- Short task:
Convert the listing below, starting with the line that contains "query: the noun phrase to segment: tram" and going on through the line that contains "89L200 35L185 32L129", into a two-column CSV with the headers input and output. Give one row for each text and its answer, with each in a single quoted field and line breaks replaced by spaces.

- Data shown:
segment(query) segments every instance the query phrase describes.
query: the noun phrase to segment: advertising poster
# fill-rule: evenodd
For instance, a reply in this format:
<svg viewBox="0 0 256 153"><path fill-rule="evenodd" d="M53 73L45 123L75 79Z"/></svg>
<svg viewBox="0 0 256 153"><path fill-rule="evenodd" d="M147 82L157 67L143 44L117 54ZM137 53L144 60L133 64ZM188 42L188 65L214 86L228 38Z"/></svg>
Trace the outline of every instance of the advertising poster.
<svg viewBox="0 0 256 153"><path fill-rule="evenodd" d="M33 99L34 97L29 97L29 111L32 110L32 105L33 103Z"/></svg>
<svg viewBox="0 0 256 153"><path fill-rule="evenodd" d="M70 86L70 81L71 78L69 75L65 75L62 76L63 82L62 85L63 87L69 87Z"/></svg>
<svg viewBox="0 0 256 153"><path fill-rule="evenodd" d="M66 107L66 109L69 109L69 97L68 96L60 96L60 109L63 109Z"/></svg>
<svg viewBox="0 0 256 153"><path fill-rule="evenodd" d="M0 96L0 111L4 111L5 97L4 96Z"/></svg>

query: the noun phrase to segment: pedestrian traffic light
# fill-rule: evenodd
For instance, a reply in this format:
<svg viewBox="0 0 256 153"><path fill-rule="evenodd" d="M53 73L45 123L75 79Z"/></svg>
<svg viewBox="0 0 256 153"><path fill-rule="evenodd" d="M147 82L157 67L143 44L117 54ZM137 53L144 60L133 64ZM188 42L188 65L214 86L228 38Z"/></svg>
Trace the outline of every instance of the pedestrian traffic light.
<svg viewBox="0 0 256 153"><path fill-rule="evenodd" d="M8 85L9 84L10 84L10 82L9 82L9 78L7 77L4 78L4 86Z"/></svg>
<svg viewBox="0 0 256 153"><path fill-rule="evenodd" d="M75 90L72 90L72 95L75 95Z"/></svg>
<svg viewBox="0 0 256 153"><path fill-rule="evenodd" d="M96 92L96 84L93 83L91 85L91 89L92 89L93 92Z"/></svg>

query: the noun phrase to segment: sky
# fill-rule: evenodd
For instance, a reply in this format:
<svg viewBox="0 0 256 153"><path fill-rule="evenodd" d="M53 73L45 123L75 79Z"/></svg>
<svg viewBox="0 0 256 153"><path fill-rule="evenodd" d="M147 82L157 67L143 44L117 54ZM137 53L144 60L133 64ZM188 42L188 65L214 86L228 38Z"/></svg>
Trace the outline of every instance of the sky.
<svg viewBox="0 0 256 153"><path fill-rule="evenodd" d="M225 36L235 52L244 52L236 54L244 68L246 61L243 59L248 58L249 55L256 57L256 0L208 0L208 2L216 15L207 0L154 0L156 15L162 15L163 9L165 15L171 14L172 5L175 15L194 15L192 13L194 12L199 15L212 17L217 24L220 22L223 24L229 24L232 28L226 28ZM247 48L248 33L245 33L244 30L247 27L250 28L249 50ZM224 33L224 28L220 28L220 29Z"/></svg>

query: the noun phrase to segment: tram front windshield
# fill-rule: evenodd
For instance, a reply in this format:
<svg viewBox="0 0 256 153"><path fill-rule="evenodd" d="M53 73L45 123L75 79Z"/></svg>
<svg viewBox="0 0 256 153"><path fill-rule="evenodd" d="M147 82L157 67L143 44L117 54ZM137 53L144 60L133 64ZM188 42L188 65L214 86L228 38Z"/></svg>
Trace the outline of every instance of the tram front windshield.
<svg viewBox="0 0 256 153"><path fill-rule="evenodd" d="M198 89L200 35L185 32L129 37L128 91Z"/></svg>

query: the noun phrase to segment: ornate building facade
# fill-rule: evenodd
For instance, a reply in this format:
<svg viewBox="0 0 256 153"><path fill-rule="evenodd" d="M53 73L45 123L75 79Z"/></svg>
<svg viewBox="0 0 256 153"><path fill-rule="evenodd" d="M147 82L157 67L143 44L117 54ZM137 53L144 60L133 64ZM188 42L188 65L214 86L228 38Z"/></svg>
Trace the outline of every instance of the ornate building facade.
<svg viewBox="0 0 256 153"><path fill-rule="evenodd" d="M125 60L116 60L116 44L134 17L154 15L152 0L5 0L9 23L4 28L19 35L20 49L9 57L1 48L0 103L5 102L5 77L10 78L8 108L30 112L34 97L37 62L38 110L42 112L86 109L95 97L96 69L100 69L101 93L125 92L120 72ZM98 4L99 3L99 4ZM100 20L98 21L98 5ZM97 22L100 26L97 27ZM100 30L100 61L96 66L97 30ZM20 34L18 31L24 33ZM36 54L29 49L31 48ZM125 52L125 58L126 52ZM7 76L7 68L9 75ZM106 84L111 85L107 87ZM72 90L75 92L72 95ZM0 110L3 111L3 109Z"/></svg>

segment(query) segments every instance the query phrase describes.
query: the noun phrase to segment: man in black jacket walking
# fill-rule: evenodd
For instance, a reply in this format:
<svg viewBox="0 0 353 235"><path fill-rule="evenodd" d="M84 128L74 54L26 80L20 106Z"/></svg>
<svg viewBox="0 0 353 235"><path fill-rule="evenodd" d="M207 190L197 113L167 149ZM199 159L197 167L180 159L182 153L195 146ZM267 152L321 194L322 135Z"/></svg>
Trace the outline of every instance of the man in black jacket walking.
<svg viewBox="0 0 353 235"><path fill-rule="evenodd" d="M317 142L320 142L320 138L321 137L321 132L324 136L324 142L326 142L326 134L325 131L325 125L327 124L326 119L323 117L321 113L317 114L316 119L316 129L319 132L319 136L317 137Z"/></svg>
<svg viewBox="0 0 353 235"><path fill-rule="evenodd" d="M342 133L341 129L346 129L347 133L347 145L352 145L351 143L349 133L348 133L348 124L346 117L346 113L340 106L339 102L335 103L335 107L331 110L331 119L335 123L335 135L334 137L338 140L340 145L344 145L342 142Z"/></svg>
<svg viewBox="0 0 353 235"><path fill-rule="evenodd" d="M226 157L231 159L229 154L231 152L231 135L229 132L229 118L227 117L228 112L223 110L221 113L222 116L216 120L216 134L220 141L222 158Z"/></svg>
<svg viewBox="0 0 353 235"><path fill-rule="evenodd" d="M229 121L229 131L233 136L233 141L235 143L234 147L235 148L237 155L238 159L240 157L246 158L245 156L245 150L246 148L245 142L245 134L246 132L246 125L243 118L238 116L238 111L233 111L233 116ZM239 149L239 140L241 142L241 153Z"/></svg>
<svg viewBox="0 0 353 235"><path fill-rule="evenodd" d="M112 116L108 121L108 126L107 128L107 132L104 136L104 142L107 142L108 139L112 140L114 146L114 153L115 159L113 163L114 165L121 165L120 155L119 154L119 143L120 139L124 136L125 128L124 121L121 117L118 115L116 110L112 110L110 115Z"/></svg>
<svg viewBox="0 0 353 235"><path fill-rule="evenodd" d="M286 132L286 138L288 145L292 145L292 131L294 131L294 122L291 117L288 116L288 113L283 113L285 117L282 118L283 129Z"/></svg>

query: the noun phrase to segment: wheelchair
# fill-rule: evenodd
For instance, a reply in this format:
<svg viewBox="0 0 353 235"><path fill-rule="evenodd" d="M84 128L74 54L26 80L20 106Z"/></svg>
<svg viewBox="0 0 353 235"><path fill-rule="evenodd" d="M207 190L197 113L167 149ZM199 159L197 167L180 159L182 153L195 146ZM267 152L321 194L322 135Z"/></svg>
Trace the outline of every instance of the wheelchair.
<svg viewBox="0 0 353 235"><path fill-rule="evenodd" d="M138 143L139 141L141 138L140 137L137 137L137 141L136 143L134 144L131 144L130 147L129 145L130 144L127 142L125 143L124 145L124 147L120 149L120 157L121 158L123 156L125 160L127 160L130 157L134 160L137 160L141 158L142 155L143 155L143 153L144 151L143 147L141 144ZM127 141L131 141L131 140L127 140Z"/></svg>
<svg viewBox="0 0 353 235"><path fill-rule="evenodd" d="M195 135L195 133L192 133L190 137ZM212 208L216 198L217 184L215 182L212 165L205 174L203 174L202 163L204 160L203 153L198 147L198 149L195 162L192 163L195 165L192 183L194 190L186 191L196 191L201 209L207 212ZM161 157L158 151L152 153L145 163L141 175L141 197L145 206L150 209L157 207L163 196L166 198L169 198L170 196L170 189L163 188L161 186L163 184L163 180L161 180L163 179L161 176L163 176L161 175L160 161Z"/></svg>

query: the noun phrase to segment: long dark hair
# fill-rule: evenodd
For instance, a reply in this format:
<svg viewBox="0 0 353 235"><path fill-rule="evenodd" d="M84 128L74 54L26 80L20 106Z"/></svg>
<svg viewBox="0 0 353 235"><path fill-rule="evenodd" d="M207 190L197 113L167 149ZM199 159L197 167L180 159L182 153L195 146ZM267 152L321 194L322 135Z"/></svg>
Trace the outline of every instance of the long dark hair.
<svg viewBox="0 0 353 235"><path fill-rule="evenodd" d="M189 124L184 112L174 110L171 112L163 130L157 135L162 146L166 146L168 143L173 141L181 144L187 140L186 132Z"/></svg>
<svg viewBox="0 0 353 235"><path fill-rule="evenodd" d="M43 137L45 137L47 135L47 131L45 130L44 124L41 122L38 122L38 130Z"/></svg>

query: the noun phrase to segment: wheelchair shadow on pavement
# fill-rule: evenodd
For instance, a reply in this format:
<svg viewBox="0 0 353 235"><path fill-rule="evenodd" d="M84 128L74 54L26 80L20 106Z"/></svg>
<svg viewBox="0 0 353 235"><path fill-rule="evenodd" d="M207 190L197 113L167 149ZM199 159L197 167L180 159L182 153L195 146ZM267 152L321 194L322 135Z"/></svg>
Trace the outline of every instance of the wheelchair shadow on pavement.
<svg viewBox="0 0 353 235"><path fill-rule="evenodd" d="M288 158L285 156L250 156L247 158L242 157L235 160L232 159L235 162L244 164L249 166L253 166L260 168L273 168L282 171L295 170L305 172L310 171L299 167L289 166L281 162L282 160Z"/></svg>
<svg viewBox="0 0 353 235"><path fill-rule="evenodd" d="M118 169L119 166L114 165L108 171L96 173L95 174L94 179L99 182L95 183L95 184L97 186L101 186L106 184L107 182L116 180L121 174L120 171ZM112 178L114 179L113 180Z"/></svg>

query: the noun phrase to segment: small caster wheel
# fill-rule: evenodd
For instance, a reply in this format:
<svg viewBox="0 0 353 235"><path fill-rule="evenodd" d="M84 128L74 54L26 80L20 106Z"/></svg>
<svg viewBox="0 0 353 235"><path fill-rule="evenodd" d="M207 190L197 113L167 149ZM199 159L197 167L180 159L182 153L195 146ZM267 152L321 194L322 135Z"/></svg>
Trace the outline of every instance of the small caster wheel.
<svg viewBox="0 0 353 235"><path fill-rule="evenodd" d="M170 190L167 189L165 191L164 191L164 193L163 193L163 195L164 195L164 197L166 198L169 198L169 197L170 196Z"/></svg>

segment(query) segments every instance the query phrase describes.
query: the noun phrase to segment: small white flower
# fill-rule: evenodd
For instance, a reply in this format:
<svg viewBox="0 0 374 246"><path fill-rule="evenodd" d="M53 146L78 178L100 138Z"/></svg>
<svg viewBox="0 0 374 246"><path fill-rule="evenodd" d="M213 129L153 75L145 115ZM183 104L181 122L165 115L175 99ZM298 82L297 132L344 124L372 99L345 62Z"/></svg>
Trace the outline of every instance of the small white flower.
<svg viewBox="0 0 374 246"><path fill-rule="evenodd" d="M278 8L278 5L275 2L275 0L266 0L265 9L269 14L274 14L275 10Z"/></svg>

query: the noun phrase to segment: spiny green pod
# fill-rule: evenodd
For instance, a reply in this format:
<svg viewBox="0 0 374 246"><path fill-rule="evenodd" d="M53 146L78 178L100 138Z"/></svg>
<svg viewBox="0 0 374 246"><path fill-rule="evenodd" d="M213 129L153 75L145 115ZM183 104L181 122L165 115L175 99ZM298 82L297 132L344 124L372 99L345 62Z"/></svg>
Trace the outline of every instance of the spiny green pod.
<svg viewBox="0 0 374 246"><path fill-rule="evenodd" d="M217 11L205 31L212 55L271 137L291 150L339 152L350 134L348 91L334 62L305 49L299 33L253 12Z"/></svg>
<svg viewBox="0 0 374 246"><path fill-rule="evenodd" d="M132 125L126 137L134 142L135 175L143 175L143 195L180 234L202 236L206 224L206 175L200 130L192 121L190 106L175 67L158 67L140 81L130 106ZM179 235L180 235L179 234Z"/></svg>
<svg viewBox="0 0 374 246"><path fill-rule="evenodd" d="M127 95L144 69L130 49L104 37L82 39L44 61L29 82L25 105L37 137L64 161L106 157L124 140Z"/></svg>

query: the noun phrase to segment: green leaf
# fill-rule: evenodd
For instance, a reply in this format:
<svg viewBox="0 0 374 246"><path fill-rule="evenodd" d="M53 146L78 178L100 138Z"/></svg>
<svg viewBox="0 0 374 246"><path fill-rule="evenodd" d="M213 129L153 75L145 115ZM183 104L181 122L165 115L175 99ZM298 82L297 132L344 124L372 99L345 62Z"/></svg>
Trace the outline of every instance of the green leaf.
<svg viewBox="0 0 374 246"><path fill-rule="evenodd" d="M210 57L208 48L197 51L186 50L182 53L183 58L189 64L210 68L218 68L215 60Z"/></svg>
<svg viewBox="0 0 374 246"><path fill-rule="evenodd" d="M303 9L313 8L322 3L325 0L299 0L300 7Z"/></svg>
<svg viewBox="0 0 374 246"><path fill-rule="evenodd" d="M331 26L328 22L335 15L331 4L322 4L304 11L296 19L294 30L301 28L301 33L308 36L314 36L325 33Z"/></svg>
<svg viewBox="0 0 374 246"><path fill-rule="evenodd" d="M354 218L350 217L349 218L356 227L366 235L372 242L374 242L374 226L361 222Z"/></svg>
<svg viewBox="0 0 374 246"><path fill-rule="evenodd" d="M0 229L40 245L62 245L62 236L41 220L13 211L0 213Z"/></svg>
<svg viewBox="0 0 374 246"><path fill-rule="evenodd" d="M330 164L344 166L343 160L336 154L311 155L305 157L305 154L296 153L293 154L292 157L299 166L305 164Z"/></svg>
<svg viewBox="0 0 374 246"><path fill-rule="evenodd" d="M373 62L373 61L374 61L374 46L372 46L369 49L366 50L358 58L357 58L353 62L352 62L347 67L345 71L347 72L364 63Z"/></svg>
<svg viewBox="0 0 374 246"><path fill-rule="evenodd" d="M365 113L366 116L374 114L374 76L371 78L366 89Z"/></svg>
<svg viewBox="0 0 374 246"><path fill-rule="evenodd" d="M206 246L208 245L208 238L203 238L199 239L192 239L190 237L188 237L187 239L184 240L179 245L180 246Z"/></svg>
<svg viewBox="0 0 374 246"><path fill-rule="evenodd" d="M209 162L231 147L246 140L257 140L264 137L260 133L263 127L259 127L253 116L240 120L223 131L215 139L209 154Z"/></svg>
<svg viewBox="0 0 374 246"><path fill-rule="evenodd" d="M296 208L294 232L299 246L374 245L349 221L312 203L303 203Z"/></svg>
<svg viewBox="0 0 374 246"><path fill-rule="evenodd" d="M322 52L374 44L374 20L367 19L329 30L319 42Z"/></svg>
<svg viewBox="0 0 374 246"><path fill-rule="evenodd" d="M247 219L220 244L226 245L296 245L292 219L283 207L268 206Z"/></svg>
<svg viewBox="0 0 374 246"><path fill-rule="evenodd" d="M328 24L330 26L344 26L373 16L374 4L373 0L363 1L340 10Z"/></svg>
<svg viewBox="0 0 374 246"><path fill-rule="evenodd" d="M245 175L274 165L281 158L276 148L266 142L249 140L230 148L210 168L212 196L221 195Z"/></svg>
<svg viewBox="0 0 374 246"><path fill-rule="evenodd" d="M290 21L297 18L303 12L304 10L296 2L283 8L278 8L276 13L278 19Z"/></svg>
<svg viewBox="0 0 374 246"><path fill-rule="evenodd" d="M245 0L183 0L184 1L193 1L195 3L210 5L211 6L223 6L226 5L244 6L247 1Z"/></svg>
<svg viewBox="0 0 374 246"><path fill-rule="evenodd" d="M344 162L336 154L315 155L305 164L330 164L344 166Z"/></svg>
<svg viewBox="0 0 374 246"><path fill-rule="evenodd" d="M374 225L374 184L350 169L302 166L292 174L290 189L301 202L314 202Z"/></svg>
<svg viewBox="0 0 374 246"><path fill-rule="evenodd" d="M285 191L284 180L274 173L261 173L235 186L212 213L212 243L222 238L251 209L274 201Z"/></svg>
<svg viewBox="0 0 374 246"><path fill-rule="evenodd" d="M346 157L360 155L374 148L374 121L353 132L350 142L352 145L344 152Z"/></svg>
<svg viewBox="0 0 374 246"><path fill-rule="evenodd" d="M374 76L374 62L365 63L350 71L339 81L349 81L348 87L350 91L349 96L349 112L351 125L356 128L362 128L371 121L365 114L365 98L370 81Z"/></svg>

- Response below:
input,output
"query: the noun phrase to segment: tram front windshield # fill-rule: evenodd For instance, a reply in this format: <svg viewBox=""0 0 256 153""><path fill-rule=""evenodd"" d=""M53 73L45 123L75 79Z""/></svg> <svg viewBox=""0 0 256 153""><path fill-rule=""evenodd"" d=""M147 82L157 67L143 44L117 54ZM137 53L144 60L133 64ZM188 42L188 65L214 86L228 38Z""/></svg> Trace the outline of every instance of the tram front windshield.","<svg viewBox=""0 0 256 153""><path fill-rule=""evenodd"" d=""M198 89L200 35L185 32L129 37L128 91Z""/></svg>"